REQUEST 1: In the banana plug thread, which two brands of receiver does the original poster own?

PAGE:
# Question about "Locking" Banana plugs



## dogmatix (Nov 18, 2008)

Hi All. I hope this is the right place to post this question. I bought some "locking" banana plugs to terminate my speaker cables, but they do not fit into any of the binding posts on either of my receivers (Denon and Onkyo) or to the back of any of my speakers (Paradigm). That leads me to wonder whether there are different specs for these plugs. I honestly thought the posts on all AV receivers and speakers are speced the same.
Can someone explain to me why they do not fit?

Thanks.


----------



## eugovector (Sep 4, 2006)

Denon and Onkyo are definitely standard. Do you have a link to the banana plugs you bought?


----------



## tonyvdb (Sep 5, 2007)

Make sure that they are not in the "locked" position when your trying to insert them into the binding posts.


----------



## dogmatix (Nov 18, 2008)

They seemed to have been "locked". A rare flash of brilliance got me to the solution.
As always, thanks for your help.


----------



## tonyvdb (Sep 5, 2007)

dogmatix said:


> They seemed to have been "locked". A rare flash of brilliance got me to the solution.
> As always, thanks for your help.


LOL, Done it myself so no big deal. :T


----------

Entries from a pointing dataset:

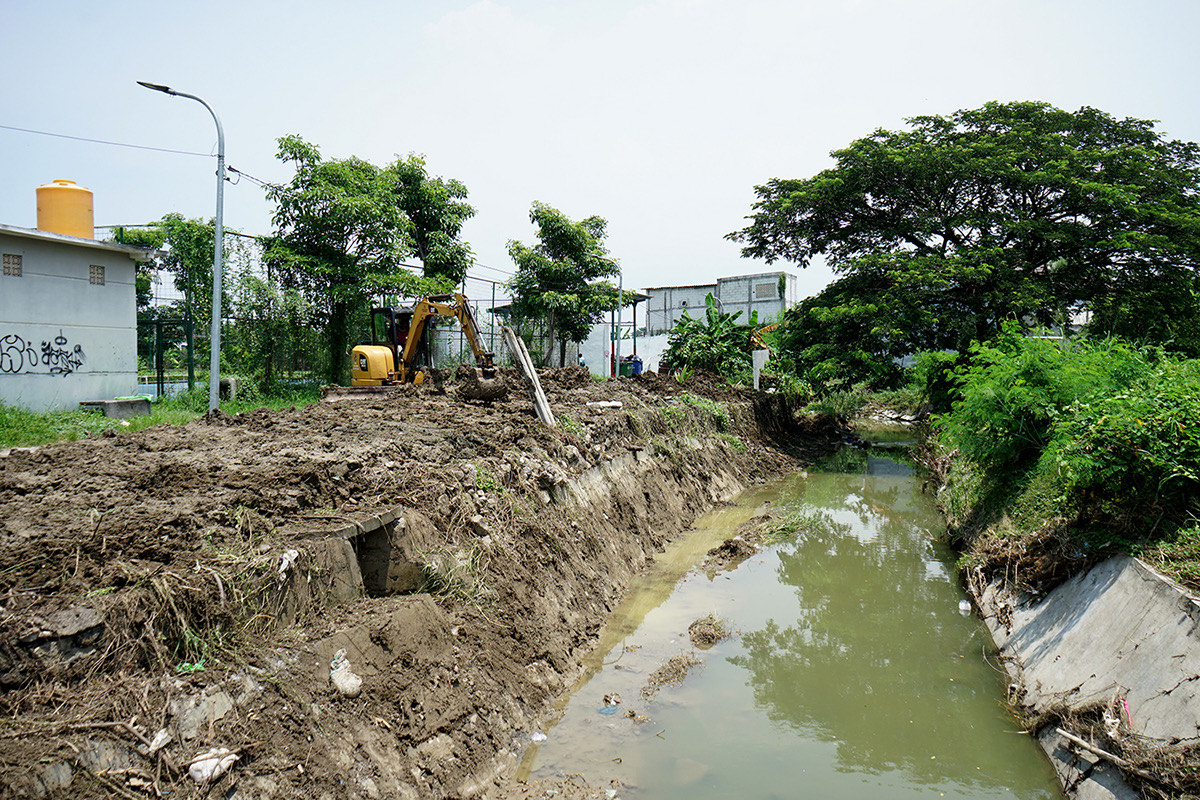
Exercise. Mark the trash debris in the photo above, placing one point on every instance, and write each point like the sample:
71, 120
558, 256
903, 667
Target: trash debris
286, 563
159, 741
347, 683
209, 767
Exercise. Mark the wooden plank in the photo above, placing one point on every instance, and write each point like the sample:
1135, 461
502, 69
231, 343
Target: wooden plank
521, 355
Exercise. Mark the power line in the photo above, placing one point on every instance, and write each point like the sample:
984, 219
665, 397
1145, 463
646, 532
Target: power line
115, 144
256, 180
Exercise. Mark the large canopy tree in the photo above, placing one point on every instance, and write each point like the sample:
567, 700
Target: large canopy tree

REQUEST 2: Extract the lines of the entries, starting with the line that contains "Exercise. Mark the power" and going on through the final line of the entries, with both ends included. Copy them without any change.

COMPLETE OUTPUT 1: Denon and Onkyo.

COMPLETE OUTPUT 2:
Exercise. Mark the power line in the photo above, placing one point on every instance, and write each point like the sample:
984, 219
665, 397
1145, 463
646, 532
Target: power line
115, 144
256, 180
Exercise. Mark the large canopy tree in the photo above, placing one point on every instance, and write each point like the sample:
567, 700
Target: large canopy tree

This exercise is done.